[WORK TASK] Write the next part of the passage on validation metrics for regression forecasting, starting after its final sentence.

(DOCUMENT SECTION Opens)

Table 2. Formulas for validation methods

Validation

Formulation

Reference

Mean Absolute Error (MAE)

$M A E=\sum_{i=1}^{n}\left|\frac{Y-\hat{Y}_{i}}{\hat{Y}_{i}}\right|$

[47]

Mean Square Error (MSE)

$M S E=\sum_{i=1}^{n}\left(\frac{Y-\hat{Y}_{i}}{\hat{Y}_{i}}\right)^{2}$

[48]

Mean Absolute Percentage Error (MAPE)

$M A P E=\frac{100}{n} \sum_{i=1}^{n}\left|\frac{Y-\hat{Y}_{i}}{\hat{Y}_{i}}\right|$

[49]

Sum of Square Error (SSE)

$S S E=\sum_{i=1}^{n}\left(Y_{i}-\hat{Y}_{i}\right)^{2}$

[50]

Sum of Squared Total (SST)

$S S T=\sum_{i=1}^{n}\left(\hat{Y}_{i}-\bar{Y}\right)^{2}$

[50]

R-squared

$R^{2}=\frac{S S R}{S S T}=\frac{S S T-S S E}{S S T}=1-\frac{S S E}{S S T}$

[50]

The metric evaluations are used to measure the accuracy of the regression model in forecasting the dependent variable within the acceptable rage of accuracies. The formula of the metrics is shown in Table 2.

(DOCUMENT SECTION Closes)
(AVAILABLE DATA Opens)

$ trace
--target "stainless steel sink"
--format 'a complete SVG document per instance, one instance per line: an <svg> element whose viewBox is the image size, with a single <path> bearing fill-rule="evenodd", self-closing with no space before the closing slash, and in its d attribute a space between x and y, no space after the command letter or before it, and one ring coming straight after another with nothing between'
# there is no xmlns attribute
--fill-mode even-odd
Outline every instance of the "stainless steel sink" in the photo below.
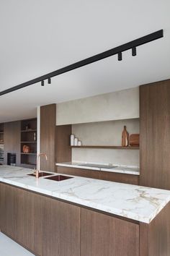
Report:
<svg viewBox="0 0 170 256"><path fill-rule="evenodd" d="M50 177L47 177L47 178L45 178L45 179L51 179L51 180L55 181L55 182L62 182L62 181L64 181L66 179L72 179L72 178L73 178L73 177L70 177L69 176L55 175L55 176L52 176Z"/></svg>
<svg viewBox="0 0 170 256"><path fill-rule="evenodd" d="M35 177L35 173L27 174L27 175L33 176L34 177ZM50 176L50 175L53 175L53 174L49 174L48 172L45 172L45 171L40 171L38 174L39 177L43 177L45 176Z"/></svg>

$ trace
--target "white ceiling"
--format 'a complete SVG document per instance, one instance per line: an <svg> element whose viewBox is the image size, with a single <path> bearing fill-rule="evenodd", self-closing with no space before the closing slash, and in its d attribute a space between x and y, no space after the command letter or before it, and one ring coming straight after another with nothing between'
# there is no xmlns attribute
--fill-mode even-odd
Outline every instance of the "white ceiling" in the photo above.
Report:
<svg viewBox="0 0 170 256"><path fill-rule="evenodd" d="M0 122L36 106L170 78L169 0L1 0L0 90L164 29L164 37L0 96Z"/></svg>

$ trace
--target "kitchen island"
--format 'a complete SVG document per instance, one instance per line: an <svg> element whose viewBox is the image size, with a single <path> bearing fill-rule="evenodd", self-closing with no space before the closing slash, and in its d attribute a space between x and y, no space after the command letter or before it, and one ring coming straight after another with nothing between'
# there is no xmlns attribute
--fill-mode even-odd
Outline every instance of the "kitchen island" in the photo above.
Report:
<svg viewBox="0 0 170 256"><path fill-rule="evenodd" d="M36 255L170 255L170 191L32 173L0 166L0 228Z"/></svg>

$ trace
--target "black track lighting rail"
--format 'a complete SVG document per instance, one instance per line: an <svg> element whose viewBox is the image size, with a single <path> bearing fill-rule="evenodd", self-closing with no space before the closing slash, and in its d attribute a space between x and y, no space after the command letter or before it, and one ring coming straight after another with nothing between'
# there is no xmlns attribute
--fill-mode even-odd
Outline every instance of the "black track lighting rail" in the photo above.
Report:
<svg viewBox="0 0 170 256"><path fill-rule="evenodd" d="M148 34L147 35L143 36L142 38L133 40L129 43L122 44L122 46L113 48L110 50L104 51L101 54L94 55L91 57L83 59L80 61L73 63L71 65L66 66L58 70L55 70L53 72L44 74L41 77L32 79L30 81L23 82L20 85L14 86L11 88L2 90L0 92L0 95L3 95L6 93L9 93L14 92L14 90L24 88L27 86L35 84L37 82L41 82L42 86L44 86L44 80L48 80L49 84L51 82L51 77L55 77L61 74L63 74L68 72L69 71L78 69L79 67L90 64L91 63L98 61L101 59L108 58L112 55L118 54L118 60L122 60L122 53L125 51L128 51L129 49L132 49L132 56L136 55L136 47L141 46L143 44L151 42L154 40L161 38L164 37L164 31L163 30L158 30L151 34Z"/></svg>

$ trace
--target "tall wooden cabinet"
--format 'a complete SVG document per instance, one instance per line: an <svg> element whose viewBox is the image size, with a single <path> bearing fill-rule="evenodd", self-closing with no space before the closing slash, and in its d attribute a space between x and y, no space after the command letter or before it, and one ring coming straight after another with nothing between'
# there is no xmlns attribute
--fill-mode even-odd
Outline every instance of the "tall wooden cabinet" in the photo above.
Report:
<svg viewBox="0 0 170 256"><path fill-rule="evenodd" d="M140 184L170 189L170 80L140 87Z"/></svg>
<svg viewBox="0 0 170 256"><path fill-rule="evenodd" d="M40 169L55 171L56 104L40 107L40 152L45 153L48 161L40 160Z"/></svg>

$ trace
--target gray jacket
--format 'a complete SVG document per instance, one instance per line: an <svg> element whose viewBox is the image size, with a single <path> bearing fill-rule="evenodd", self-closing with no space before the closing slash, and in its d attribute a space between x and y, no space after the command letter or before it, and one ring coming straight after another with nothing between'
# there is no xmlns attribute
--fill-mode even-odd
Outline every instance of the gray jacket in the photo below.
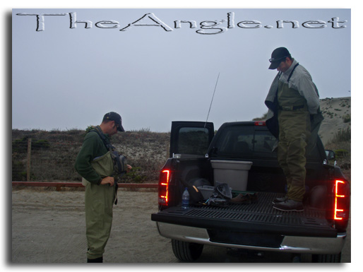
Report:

(AVAILABLE DATA Closes)

[TASK RESULT]
2.4 Selection models

2.4.1 Phase 1-all possible model

$N=\sum_{j=1}^{k} j\left(C_{j}^{k}\right)$

$\# \# 2$ nd Order

where, $N$ is the number of all Possible models, $k$ is total number of independent variables and $j=1,2, \ldots, k$.

A dataset containing 1924 observations will use to study the effect of 29 different independent variables on the one dependent variable. Then the data will be interacted with in the second interaction. The data contain the effect of 435 different interaction independent variables on the one dependent variable. For more detail, the second order inteactions as depicted in Appendix A.

2.4.2 Phase 2-selected models

In this paper, we will analyze regression model amongst Lasso, Ridge, and Elastic Net. From these regression model, we will take variable importance. We will take subset of top highest 30 influential variables from each technique and will apply three robust regression algorithms (Bi-Square Tukey, Hampel, and Huber).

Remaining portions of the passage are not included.